# start of Supplied data

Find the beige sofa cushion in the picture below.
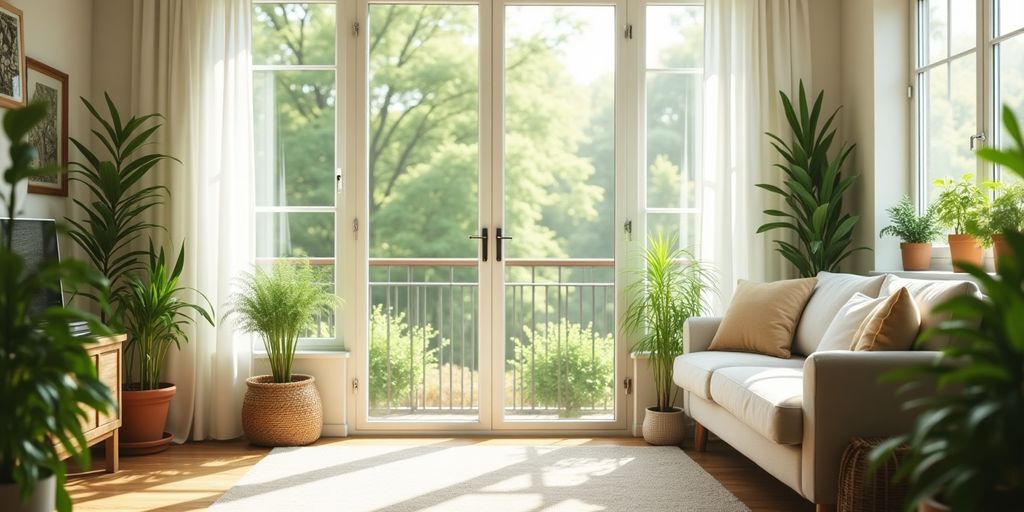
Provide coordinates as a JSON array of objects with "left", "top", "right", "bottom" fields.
[
  {"left": 814, "top": 293, "right": 888, "bottom": 352},
  {"left": 709, "top": 278, "right": 815, "bottom": 357},
  {"left": 879, "top": 273, "right": 981, "bottom": 350},
  {"left": 711, "top": 367, "right": 804, "bottom": 444},
  {"left": 793, "top": 272, "right": 885, "bottom": 355},
  {"left": 672, "top": 352, "right": 804, "bottom": 400},
  {"left": 853, "top": 288, "right": 921, "bottom": 351}
]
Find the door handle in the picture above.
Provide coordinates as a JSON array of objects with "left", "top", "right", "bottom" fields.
[
  {"left": 495, "top": 227, "right": 512, "bottom": 261},
  {"left": 469, "top": 227, "right": 489, "bottom": 261}
]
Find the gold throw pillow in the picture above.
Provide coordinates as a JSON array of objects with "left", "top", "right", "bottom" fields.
[
  {"left": 853, "top": 288, "right": 921, "bottom": 350},
  {"left": 709, "top": 278, "right": 817, "bottom": 358}
]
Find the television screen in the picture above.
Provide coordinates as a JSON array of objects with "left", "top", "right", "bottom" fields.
[{"left": 0, "top": 218, "right": 63, "bottom": 311}]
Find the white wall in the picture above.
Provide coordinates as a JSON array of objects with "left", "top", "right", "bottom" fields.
[{"left": 0, "top": 0, "right": 92, "bottom": 221}]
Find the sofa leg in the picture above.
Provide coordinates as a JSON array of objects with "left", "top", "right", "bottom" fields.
[{"left": 693, "top": 422, "right": 708, "bottom": 452}]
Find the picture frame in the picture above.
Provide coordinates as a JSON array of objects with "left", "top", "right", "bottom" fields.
[
  {"left": 26, "top": 58, "right": 68, "bottom": 197},
  {"left": 0, "top": 0, "right": 28, "bottom": 109}
]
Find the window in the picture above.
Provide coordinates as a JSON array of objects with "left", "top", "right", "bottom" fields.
[
  {"left": 253, "top": 2, "right": 338, "bottom": 342},
  {"left": 642, "top": 5, "right": 703, "bottom": 250},
  {"left": 913, "top": 0, "right": 1024, "bottom": 202}
]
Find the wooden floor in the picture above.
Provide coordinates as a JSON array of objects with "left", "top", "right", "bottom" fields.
[{"left": 68, "top": 437, "right": 814, "bottom": 512}]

# end of Supplied data

■ Given request ■
Rewrite all the rows, swapping "Provide coordinates" for "Return coordinates" and keeping everything else the same. Omit the pictures from your version.

■ Expected answer ■
Find the beige sofa cushion in the picture below.
Return coordinates as a JSON array of objects with "left", "top", "right", "bottom" fields.
[
  {"left": 814, "top": 293, "right": 888, "bottom": 352},
  {"left": 709, "top": 278, "right": 815, "bottom": 357},
  {"left": 879, "top": 273, "right": 981, "bottom": 350},
  {"left": 711, "top": 367, "right": 804, "bottom": 444},
  {"left": 793, "top": 272, "right": 885, "bottom": 355},
  {"left": 672, "top": 352, "right": 804, "bottom": 400},
  {"left": 853, "top": 288, "right": 921, "bottom": 351}
]
Find the door handle in the picture above.
Return coordinates as a JSON array of objects with "left", "top", "right", "bottom" fields.
[
  {"left": 495, "top": 227, "right": 512, "bottom": 261},
  {"left": 469, "top": 227, "right": 489, "bottom": 261}
]
Find the gold throw pillow in the picture above.
Return coordinates as a JSON array of objects with "left", "top", "right", "bottom" fields.
[
  {"left": 853, "top": 288, "right": 921, "bottom": 350},
  {"left": 709, "top": 278, "right": 817, "bottom": 358}
]
Find the television screen in the picture above.
Return coordinates as a JSON array of objects with "left", "top", "right", "bottom" fields.
[{"left": 0, "top": 218, "right": 63, "bottom": 311}]
Find the white wall in the picture above.
Return coordinates as a JSON array of objects with "left", "top", "right", "bottom" fields.
[{"left": 0, "top": 0, "right": 92, "bottom": 221}]
Find the sofa leg in the picture above.
Return coordinates as a JSON array of objects with "left", "top", "right", "bottom" fields.
[{"left": 693, "top": 422, "right": 708, "bottom": 452}]
Find the picture frame in the picture above.
Return coordinates as a JSON array of objects with "left", "top", "right", "bottom" fields.
[
  {"left": 26, "top": 58, "right": 68, "bottom": 197},
  {"left": 0, "top": 0, "right": 28, "bottom": 109}
]
Find the window in the picture above.
Return coordinates as a JSON array of objects with "left", "top", "right", "bottom" fields.
[
  {"left": 253, "top": 2, "right": 338, "bottom": 342},
  {"left": 642, "top": 5, "right": 703, "bottom": 250},
  {"left": 913, "top": 0, "right": 1024, "bottom": 202}
]
Find the wooden floor in the picture above.
Return coordinates as a JSON array of objects with "left", "top", "right", "bottom" fields.
[{"left": 68, "top": 437, "right": 814, "bottom": 512}]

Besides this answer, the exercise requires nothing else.